• _Items from a data source_
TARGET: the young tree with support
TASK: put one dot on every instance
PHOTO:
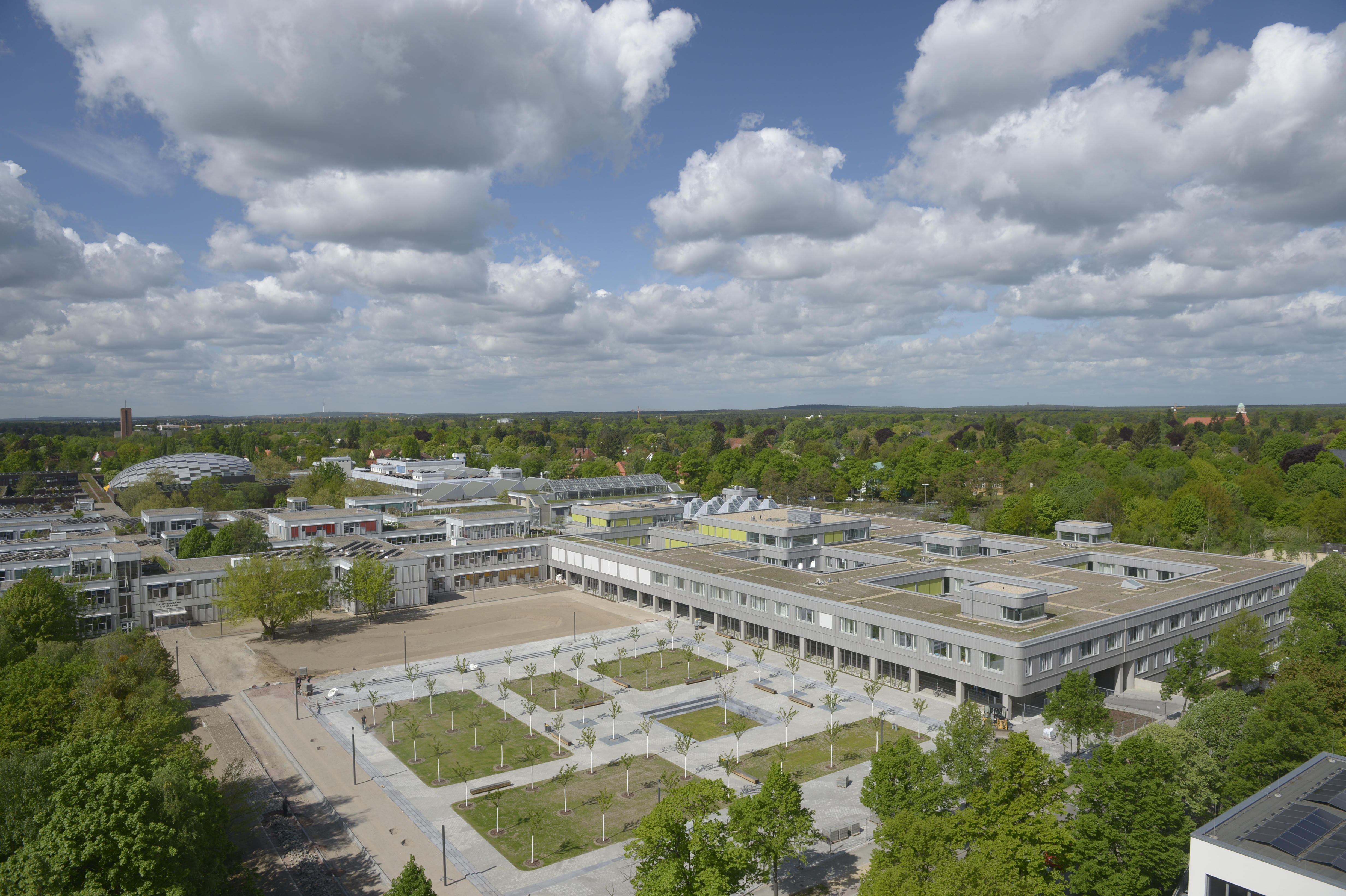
(565, 777)
(647, 724)
(604, 801)
(628, 761)
(683, 746)
(589, 739)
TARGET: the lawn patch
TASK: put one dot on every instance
(808, 757)
(454, 750)
(706, 724)
(559, 837)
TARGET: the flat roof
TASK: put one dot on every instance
(324, 513)
(1277, 809)
(616, 506)
(1091, 598)
(777, 517)
(1006, 588)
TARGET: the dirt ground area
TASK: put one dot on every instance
(441, 630)
(216, 669)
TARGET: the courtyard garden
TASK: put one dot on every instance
(571, 813)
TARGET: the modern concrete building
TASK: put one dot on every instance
(303, 525)
(991, 618)
(1286, 839)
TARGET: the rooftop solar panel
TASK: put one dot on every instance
(1282, 823)
(1330, 852)
(1295, 829)
(1332, 792)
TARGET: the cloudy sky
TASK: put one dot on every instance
(469, 205)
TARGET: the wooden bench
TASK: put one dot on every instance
(586, 706)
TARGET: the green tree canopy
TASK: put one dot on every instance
(271, 590)
(772, 825)
(1077, 708)
(904, 777)
(412, 882)
(1188, 674)
(40, 609)
(196, 543)
(963, 747)
(1238, 646)
(682, 847)
(368, 586)
(118, 820)
(1318, 609)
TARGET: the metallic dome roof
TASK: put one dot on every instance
(188, 469)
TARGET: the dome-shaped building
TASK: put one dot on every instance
(188, 469)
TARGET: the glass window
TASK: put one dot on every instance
(1026, 614)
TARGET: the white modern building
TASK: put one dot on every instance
(1286, 839)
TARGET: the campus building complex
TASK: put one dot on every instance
(998, 619)
(1286, 839)
(967, 615)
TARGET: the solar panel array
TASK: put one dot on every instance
(1295, 829)
(1332, 792)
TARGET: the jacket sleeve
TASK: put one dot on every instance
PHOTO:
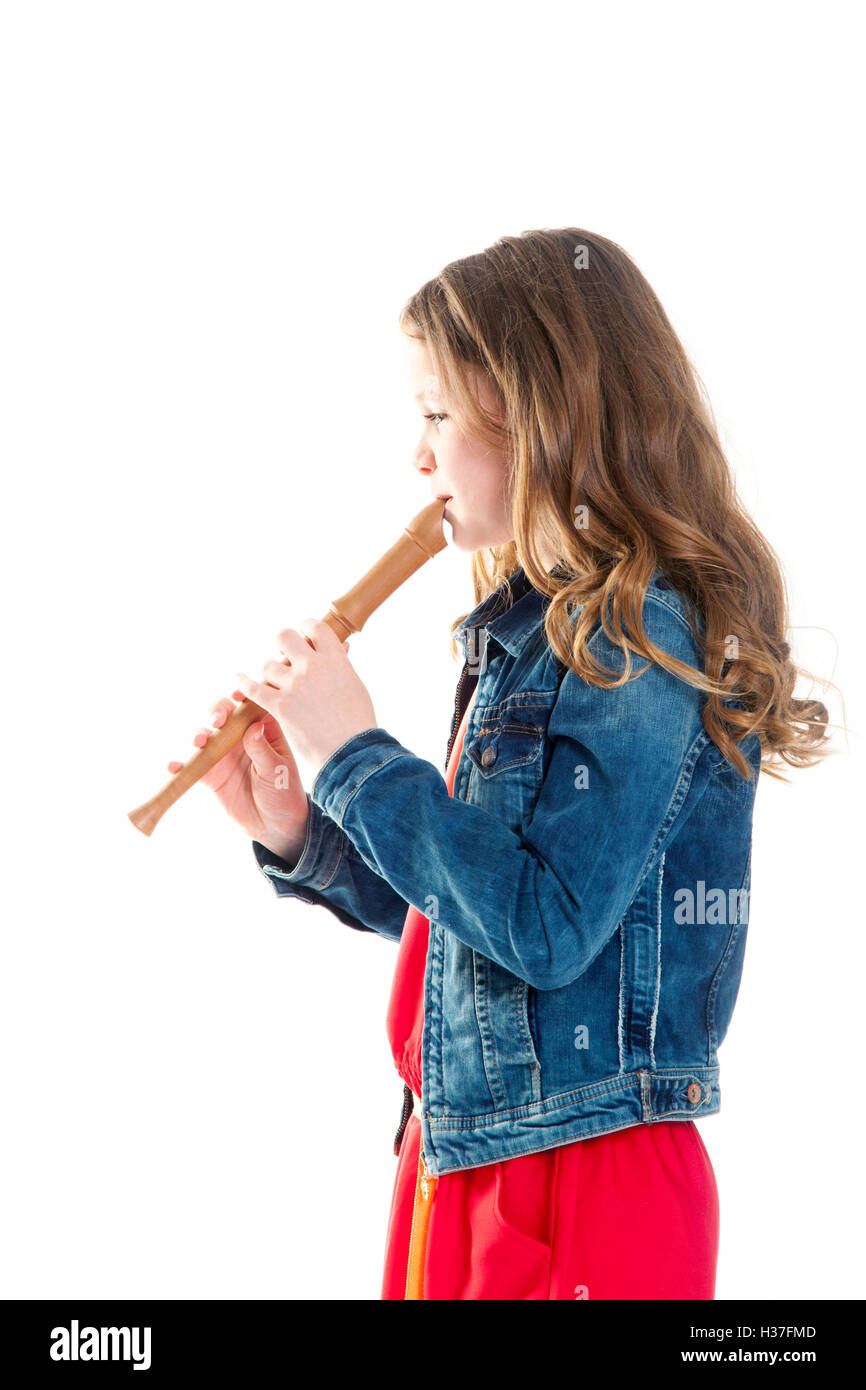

• _TASK GOAL_
Please output the entries above exactly, leaving out every picture.

• _THE ANSWER_
TARGET: the young tree with support
TASK: put one dot on every instance
PHOTO:
(565, 777)
(647, 724)
(604, 801)
(628, 761)
(683, 746)
(589, 739)
TARGET: the lawn patch
TASK: put one dot on every instance
(808, 757)
(454, 750)
(706, 724)
(559, 837)
TARGET: the flat roof
TASK: put one dot on every instance
(324, 513)
(1277, 809)
(616, 506)
(1091, 598)
(777, 517)
(1006, 588)
TARGET: the dirt ground area
TASK: put one dot on every instance
(441, 630)
(216, 669)
TARGET: the courtyard garden
TASK: put one dot on every instance
(571, 813)
TARGET: the modern concrete building
TASK: put one dot on every instance
(303, 525)
(991, 618)
(1286, 839)
TARGET: the rooftop solar panel
TASK: put one dot on every instance
(1282, 823)
(1330, 852)
(1295, 829)
(1332, 792)
TARGET: the cloudy sky
TASK: put one dot on every instance
(469, 205)
TARGET: the wooden bench
TASK: put one dot on every instance
(586, 706)
TARGET: the green tree canopy
TASK: put one dot on every instance
(271, 590)
(772, 825)
(1077, 708)
(904, 777)
(412, 882)
(1188, 674)
(40, 609)
(196, 543)
(963, 747)
(1238, 646)
(682, 847)
(368, 586)
(118, 820)
(1318, 609)
TARGET: the metallic dome roof
TASK: put one dot on every instance
(188, 469)
TARGET: the dome-shaped building
TASK: put one dot on every instance
(188, 469)
TARGET: the glass window
TASK: put one dot on every instance
(1026, 614)
TARGET: the white modern building
TASK: put one dot on every instance
(1286, 839)
TARGET: the campus building complex
TASK: put one dot on every instance
(998, 619)
(1286, 839)
(967, 615)
TARGET: the solar panel array
TASK: put one dot on every instance
(1295, 829)
(1332, 792)
TARGET: the jacket sleeve
TASK: put one dot on every instance
PHOTO:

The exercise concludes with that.